▶

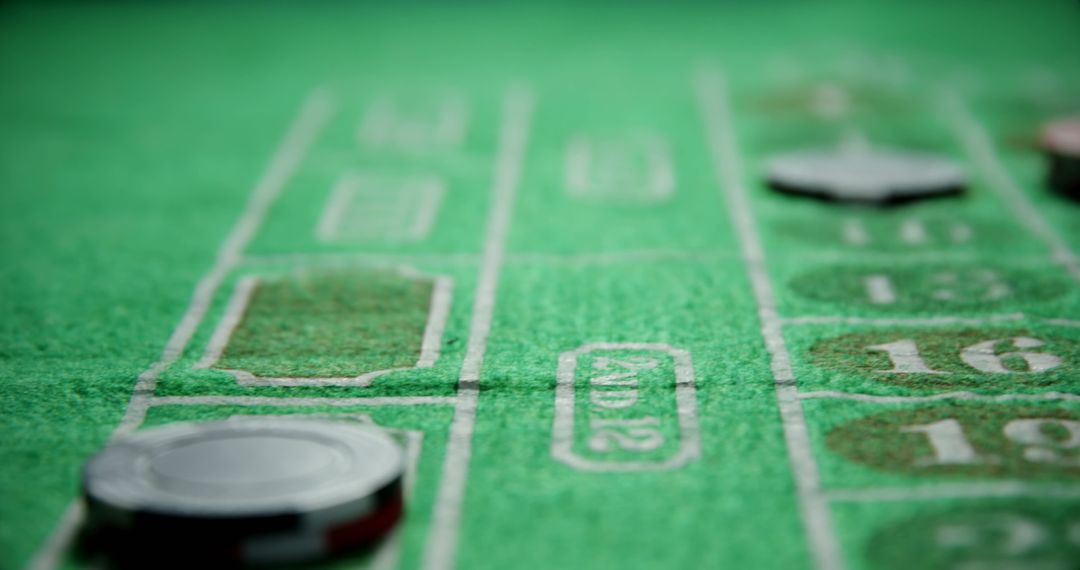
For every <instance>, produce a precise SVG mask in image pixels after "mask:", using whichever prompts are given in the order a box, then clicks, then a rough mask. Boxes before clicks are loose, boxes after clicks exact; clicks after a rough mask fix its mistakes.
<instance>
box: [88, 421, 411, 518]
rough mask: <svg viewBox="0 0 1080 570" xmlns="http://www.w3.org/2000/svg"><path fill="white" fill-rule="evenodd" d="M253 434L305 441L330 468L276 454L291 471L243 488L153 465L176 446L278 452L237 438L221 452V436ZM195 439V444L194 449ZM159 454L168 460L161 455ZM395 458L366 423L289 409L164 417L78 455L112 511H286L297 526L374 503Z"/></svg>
mask: <svg viewBox="0 0 1080 570" xmlns="http://www.w3.org/2000/svg"><path fill="white" fill-rule="evenodd" d="M256 438H257V439H259V440H260V447H265V446H266V444H267V443H271V442H273V440H279V442H281V445H282V446H286V445H292V446H293V451H296V450H297V449H298V448H297V445H299V446H301V447H302V446H308V447H309V449H308V459H309V460H311V459H319V460H321V461H322V464H323V465H324V466H326V464H327V462H329V464H330V465H329V466H332V467H333V472H330V471H327V470H324V471H323V472H322V473H315V474H311V473H310V471H311V470H310V469H309V470H308V472H307V473H306V472H303V471H302V469H301V470H299V471H298V470H297V467H298V466H299V467H303V465H297V464H296V462H295V457H293V458H286V459H293V460H294V461H293V462H292V464H289V465H288V466H289V467H291V469H292V471H293V472H294V473H291V474H288V475H289V476H287V477H284V478H282V479H279V480H265V481H259V483H256V484H247V485H258V486H259V487H260V488H259V489H257V492H252V491H255V490H254V489H253V490H249V492H248V493H247V494H244V488H243V486H244V484H235V485H232V484H230V485H216V484H214V483H207V481H205V480H203V481H200V480H197V479H194V478H191V477H190V476H188V477H187V478H185V477H184V475H191V474H194V475H200V473H199V472H198V470H195V471H194V472H190V473H188V474H183V475H181V476H177V473H176V472H175V470H174V472H173V473H172V474H170V473H167V470H164V471H165V472H163V469H162V467H163V466H164V465H172V467H176V465H177V464H176V460H177V459H179V460H180V463H184V460H185V459H190V458H185V457H184V454H185V453H187V454H189V456H190V454H191V453H192V450H194V456H198V454H199V453H200V452H202V453H206V454H211V456H214V457H217V458H219V459H220V460H221V461H222V462H226V463H227V462H229V461H233V463H235V462H237V461H242V460H249V461H251V462H252V463H251V464H249V465H246V466H244V469H258V467H266V463H268V462H269V463H273V462H275V461H278V460H276V459H268V457H269V456H262V457H243V453H244V449H243V445H248V444H243V445H241V447H238V448H235V449H233V450H232V451H233V452H234V453H238V454H237V456H233V457H230V456H228V454H226V456H222V454H221V452H222V451H225V452H228V451H230V450H229V447H230V445H232V444H230V443H229V442H235V443H239V442H242V440H244V439H248V440H254V439H256ZM200 445H203V447H204V449H202V450H201V451H200V450H199V449H198V447H199V446H200ZM248 447H249V451H251V450H252V446H248ZM248 456H253V453H248ZM254 456H259V453H254ZM163 458H167V459H170V460H171V461H165V462H163V461H162V459H163ZM259 462H261V463H259ZM279 464H280V465H285V462H279ZM404 464H405V454H404V451H403V450H402V449H401V446H400V445H397V443H395V442H394V440H393V439H392V438H391V437H390V436H389V435H387V434H384V433H383V432H381V431H378V430H376V429H374V428H369V426H362V425H355V424H348V423H342V422H334V421H323V420H309V419H297V418H276V419H273V418H251V419H246V418H245V419H238V418H234V419H230V420H226V421H216V422H207V423H177V424H171V425H166V426H163V428H156V429H151V430H147V431H144V432H139V433H136V434H134V435H132V436H129V437H125V438H123V439H119V440H117V442H114V443H113V444H111V445H109V446H108V447H106V449H104V450H103V451H102V452H99V453H98V454H96V456H94V457H93V458H92V459H91V460H90V461H89V462H87V463H86V466H85V469H84V471H83V489H84V492H85V493H86V496H87V497H89V498H90V499H92V500H93V501H97V502H100V503H104V504H105V505H107V506H109V507H111V508H114V510H117V511H120V512H130V513H139V512H151V513H158V514H166V515H173V516H192V517H215V518H229V517H237V518H240V517H253V516H255V517H264V516H291V515H295V516H299V517H300V518H301V519H302V520H303V521H305V524H303V526H305V527H320V526H323V525H330V524H334V523H337V521H340V520H348V519H351V518H355V517H357V516H363V515H365V514H367V513H370V512H373V511H375V510H376V508H377V507H378V506H379V504H378V502H377V501H376V493H377V492H378V491H379V490H380V489H382V488H384V487H387V486H389V485H390V484H392V483H393V481H394V479H400V478H401V476H402V475H403V473H404ZM184 466H187V464H186V463H184V465H181V469H183V467H184ZM233 466H235V465H233ZM172 467H170V469H172ZM195 467H198V465H195ZM189 471H190V470H189ZM202 475H207V474H206V473H202ZM213 475H214V474H210V476H213ZM170 478H171V479H172V480H170Z"/></svg>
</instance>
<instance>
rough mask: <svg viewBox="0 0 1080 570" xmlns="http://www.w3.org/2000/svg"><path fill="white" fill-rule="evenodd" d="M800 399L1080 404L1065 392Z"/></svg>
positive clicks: (857, 393) (862, 395) (878, 400)
mask: <svg viewBox="0 0 1080 570" xmlns="http://www.w3.org/2000/svg"><path fill="white" fill-rule="evenodd" d="M799 398H801V399H849V401H853V402H868V403H872V404H917V403H920V402H940V401H943V399H970V401H976V402H1043V401H1055V399H1059V401H1067V402H1080V394H1069V393H1066V392H1040V393H1038V394H1000V395H988V394H977V393H975V392H943V393H941V394H932V395H929V396H878V395H874V394H858V393H852V392H838V391H835V390H820V391H815V392H800V393H799Z"/></svg>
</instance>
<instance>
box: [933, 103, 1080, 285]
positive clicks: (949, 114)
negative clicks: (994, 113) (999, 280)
mask: <svg viewBox="0 0 1080 570" xmlns="http://www.w3.org/2000/svg"><path fill="white" fill-rule="evenodd" d="M943 107H944V109H945V112H946V119H947V122H948V124H949V126H950V127H951V128H953V132H954V134H955V135H956V136H957V138H959V139H960V141H961V142H962V144H963V147H964V150H967V152H968V154H970V155H971V158H972V160H973V161H974V162H975V165H976V166H977V167H978V169H980V171H982V174H983V177H984V178H986V180H987V182H988V184H987V186H989V187H990V188H991V189H994V190H995V191H997V193H998V194H999V195H1000V196H1001V198H1002V199H1003V200H1004V201H1005V203H1007V204H1008V205H1009V208H1008V209H1009V211H1010V212H1012V213H1013V215H1014V216H1015V217H1016V219H1017V220H1020V222H1021V223H1022V225H1023V226H1024V227H1026V228H1027V230H1028V231H1029V232H1031V233H1032V234H1035V235H1036V236H1037V238H1039V239H1040V240H1041V241H1042V242H1043V243H1044V244H1045V245H1047V247H1049V248H1050V255H1051V257H1052V258H1053V260H1054V261H1055V262H1056V263H1058V264H1061V266H1062V267H1063V268H1064V269H1065V271H1066V272H1068V274H1069V275H1071V276H1072V279H1074V280H1076V281H1078V282H1080V258H1078V257H1077V254H1076V253H1075V252H1072V249H1070V248H1069V246H1068V244H1067V243H1065V240H1063V239H1062V236H1061V235H1058V233H1057V231H1056V230H1054V228H1053V227H1052V226H1051V225H1050V223H1049V222H1048V221H1047V220H1045V218H1044V217H1043V216H1042V215H1041V214H1040V213H1039V211H1038V209H1036V207H1035V205H1034V204H1032V203H1031V200H1030V199H1029V198H1028V196H1027V194H1026V193H1025V192H1024V190H1023V189H1021V187H1020V186H1018V185H1017V184H1016V180H1015V179H1014V178H1013V177H1012V175H1011V174H1009V172H1008V171H1007V169H1005V167H1004V165H1003V164H1002V163H1001V158H1000V157H999V155H998V151H997V149H996V147H995V144H994V140H993V139H991V138H990V135H989V134H988V133H987V131H986V127H985V126H984V125H983V124H982V123H981V122H980V121H978V119H976V118H975V116H974V113H972V112H971V109H970V108H969V106H968V104H967V101H964V99H963V97H961V96H960V94H959V93H958V92H956V91H947V92H946V93H945V94H944V95H943Z"/></svg>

◀

**Task requirements**
Without the pictures, copy the entries from their first line through the line containing "box: [88, 421, 411, 518]", and only those lines.

**Expected answer**
For every <instance>, produce a precise SVG mask in image pixels after "mask:", using whichever prompts are given in the order a box, then clicks, then a rough mask. Boxes before clicks are loose, boxes after clicks exact; clicks after a rough mask fix its mistakes.
<instance>
box: [88, 421, 411, 518]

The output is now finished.